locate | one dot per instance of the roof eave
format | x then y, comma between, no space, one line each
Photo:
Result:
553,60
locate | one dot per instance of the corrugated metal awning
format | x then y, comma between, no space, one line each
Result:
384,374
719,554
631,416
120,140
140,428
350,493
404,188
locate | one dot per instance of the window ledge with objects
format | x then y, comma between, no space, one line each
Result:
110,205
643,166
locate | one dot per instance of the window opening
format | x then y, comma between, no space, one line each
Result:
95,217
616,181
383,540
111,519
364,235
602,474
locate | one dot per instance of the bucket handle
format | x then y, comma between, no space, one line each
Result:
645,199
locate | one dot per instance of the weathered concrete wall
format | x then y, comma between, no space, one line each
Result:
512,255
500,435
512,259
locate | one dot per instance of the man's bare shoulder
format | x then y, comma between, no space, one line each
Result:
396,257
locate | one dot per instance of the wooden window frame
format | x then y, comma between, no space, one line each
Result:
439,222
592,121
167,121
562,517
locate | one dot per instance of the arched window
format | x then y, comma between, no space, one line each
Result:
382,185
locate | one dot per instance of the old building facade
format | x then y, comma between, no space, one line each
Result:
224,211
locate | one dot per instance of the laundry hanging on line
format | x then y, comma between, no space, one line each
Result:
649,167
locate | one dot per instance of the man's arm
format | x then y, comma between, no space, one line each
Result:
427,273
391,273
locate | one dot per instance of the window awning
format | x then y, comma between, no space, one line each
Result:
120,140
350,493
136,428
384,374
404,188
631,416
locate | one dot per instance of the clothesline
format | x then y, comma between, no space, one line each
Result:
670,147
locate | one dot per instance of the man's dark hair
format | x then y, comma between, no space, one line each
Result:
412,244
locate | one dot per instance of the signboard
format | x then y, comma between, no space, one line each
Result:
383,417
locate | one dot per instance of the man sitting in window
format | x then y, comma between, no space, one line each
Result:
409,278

______

STATED EXERCISE -
Render all the rows above as a two-column CSV with the header input,output, one line per row. Put each row's text and its answer each in a single quoted field, with line breaks replaced by spaces.

SOLUTION TO THIS EXERCISE -
input,output
"locate | one dot per instance of the roof eave format | x then y, comma between, no space, one line each Photo: Result:","553,60"
"locate | one dot per instance of the corrugated metal awning format | x then y, comma between, no space, one line each Result:","384,374 719,554 631,416 120,140 140,428 350,493 404,188"
"locate | one dot per instance of the window ledge with objects format | x then y, comma between, no space, one line each Result:","110,205 643,166"
"locate | one dot per instance of the window opening format | x then y, comma between, no space, one line each Result:","95,217 616,181 383,540 111,519 364,235 602,474"
"locate | one dot per instance of the bucket handle format | x then y, comma between, no space, one line each Result:","645,199"
"locate | one dot per instance of the weathered concrete wall format | x then y, comma between, no space, one line each Result:","512,255 500,435 512,259"
"locate | one dot per instance of the man's bare shoulder format | x then y, comma between, no space, one line each Result:","396,257"
"locate | one dot per instance of the wooden window frame format | x then y, comma between, no space, one line each Result:","439,222 592,121 167,121 562,517"
"locate | one dot per instance of the arched window format | x then y, comma between, no space, one line each Result:","382,185"
"locate | one dot per instance of the old building facade format | x then y, comma between, no space, one line each Result:","224,211"
"locate | one dot per instance of the laundry hanging on line format | x then y, comma between, no space, one line each Result:","649,167"
"locate | one dot per instance of the man's arm format | x then y, comma between, no space, one line each Result:","427,273 391,273"
"locate | one dot per instance of the window awning format | x then y, comma between, no space, one line each Result:","120,140 350,493 136,428 384,374 404,188 631,416"
"locate | one dot per instance of the clothesline format | x then y, comma between, no space, one line each Result:","670,147"
"locate | one dot per instance of the man's dark hair format | x then y, comma between, no space, one line each Result:","412,244"
"locate | one dot per instance of the signboard format | x then y, comma between, no space, one line each Result:","383,417"
"locate | one dot per instance of the man sitting in window format | x then y, comma between, no space, one line each Result:","409,278"